> [PROVIDED MATERIAL]:
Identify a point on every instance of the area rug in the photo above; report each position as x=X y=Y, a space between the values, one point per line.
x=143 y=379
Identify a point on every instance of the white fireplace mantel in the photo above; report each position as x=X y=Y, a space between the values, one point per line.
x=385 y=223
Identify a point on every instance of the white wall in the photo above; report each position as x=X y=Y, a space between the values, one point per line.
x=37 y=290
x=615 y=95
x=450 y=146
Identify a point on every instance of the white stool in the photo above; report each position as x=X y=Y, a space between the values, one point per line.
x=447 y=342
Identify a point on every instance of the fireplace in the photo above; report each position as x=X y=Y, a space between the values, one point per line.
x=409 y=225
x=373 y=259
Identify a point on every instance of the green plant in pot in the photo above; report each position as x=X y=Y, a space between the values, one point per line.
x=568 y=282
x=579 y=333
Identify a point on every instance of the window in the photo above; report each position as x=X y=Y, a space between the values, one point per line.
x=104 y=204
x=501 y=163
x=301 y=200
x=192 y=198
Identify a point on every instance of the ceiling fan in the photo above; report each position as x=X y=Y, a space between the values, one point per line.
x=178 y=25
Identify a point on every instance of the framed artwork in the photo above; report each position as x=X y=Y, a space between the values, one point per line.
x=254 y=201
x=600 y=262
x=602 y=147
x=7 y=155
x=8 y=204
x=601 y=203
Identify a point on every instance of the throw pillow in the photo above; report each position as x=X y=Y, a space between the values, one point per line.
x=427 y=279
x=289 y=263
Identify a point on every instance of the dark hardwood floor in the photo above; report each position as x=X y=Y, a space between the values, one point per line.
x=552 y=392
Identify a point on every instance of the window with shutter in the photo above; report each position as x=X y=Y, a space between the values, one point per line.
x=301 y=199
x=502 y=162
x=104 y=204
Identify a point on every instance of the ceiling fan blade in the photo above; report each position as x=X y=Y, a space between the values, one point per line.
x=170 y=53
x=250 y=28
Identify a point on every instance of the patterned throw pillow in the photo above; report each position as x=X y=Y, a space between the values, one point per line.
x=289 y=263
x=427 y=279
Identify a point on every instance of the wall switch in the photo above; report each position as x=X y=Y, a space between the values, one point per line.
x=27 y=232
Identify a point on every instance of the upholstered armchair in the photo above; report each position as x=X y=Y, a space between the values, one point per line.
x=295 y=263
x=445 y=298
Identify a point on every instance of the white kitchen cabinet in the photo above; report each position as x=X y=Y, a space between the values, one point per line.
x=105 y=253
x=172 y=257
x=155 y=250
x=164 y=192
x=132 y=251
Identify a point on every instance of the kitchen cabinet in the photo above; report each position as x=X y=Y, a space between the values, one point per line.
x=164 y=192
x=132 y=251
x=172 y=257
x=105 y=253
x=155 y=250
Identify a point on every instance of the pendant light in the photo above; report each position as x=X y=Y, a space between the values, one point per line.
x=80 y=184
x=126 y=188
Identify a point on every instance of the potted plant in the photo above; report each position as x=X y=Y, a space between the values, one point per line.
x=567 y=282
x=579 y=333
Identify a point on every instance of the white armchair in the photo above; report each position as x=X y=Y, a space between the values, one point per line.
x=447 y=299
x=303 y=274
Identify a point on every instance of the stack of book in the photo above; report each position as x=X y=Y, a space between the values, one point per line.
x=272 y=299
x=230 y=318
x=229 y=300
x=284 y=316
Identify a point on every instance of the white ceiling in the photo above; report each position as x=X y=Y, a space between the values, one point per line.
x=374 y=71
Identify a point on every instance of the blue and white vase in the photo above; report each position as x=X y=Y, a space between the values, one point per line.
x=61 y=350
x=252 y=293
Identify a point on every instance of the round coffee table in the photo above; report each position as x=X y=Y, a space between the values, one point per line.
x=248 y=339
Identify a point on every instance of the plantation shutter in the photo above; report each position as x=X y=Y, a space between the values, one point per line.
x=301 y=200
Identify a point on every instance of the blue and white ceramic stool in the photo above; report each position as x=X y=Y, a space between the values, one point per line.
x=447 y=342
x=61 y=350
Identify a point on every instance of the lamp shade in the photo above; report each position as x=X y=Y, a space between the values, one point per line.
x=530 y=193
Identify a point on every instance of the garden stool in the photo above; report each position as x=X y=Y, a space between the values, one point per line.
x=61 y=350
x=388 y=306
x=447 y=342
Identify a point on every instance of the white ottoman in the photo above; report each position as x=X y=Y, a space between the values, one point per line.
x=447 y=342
...
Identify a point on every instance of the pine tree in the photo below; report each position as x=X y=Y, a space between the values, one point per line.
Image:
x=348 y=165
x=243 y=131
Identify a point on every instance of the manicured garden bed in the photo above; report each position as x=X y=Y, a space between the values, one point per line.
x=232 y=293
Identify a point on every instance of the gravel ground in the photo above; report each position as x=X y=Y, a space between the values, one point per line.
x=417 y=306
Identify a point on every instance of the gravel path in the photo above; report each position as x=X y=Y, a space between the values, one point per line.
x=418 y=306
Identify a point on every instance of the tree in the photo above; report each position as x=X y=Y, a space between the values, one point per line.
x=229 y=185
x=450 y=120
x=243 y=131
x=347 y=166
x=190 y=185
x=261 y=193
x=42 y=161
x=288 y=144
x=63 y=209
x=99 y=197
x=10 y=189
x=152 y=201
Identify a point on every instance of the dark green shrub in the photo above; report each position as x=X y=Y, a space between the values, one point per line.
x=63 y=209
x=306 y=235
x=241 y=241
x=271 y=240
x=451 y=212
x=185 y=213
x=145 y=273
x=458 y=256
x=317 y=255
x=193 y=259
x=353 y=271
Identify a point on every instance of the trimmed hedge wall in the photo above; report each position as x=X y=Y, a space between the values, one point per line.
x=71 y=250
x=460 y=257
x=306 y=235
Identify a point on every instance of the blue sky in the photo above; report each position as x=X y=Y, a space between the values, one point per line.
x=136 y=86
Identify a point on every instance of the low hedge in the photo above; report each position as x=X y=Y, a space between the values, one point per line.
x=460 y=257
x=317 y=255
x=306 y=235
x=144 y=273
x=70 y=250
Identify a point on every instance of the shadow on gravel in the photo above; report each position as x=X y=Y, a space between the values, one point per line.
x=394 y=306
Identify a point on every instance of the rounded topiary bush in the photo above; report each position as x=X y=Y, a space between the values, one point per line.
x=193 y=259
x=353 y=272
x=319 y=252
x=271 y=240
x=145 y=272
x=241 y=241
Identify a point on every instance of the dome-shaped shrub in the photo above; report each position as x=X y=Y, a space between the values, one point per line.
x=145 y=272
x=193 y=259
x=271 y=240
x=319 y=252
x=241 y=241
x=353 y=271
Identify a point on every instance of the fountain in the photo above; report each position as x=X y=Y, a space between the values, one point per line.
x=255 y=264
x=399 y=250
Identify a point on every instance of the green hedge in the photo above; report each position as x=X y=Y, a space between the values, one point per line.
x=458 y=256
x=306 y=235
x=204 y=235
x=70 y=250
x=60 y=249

> [PROBLEM REQUIREMENTS]:
Update the lines from the line with "Identify a point on every instance of the white fireplace" up to and including the line with "x=373 y=259" by replacing "white" with "ivory", leaving everything else unchanged, and give only those lines.

> [RESPONSE]:
Identify a point on every instance of the ivory fireplace mantel in the photo above; report each position as x=X y=Y, a space between the values, one point per line.
x=385 y=223
Identify a point on every instance of the ivory wall in the photo above; report each position as x=X y=Y, a space between the values, one point per line.
x=37 y=290
x=615 y=95
x=450 y=146
Identify a point on every instance of the ivory stool in the photo above; report each position as x=X y=Y, a space between the values, one point per line.
x=447 y=342
Identify a point on every instance of the fireplace in the photo above; report each position as x=X y=Y, a space between the values, one point per line.
x=409 y=225
x=373 y=259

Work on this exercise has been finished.